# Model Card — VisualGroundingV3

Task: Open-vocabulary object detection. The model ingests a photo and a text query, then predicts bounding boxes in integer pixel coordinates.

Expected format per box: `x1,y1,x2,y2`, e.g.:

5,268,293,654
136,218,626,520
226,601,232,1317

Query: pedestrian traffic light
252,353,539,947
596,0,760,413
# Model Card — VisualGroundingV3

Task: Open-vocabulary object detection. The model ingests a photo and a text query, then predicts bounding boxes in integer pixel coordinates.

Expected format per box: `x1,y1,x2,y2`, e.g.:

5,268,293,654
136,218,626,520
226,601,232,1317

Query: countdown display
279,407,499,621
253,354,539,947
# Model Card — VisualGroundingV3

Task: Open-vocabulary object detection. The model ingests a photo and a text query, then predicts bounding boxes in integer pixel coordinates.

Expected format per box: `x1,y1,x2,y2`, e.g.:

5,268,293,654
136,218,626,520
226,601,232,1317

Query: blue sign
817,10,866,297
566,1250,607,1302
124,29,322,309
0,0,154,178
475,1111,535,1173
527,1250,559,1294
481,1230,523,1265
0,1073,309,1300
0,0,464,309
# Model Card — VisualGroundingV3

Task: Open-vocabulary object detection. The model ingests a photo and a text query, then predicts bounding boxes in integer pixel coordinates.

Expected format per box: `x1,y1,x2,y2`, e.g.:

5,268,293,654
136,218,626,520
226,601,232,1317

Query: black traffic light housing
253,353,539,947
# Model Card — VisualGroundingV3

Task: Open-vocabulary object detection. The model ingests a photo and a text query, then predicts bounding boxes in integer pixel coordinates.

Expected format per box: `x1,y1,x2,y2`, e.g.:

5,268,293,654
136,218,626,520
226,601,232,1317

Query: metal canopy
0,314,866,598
...
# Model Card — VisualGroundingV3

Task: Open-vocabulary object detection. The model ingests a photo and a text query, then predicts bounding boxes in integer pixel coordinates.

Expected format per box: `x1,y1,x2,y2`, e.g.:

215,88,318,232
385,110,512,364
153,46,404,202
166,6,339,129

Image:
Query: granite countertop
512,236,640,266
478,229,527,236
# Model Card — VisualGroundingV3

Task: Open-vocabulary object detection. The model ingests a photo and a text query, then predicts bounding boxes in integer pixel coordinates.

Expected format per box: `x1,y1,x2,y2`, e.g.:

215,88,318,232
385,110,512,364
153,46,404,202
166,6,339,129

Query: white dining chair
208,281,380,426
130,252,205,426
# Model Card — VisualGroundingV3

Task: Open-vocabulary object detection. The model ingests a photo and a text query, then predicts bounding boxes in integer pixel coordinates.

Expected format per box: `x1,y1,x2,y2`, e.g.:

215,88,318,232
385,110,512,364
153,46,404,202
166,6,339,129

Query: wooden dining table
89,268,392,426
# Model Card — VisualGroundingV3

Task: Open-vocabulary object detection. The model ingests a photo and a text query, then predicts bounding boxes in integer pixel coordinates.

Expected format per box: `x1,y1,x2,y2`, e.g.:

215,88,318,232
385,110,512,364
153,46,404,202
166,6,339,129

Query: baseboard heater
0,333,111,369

» Task brief:
Select every line in the entries above that contains the string "traffic", matching case exactly.

» The response:
Query: pedestrian traffic light
Query: black traffic light housing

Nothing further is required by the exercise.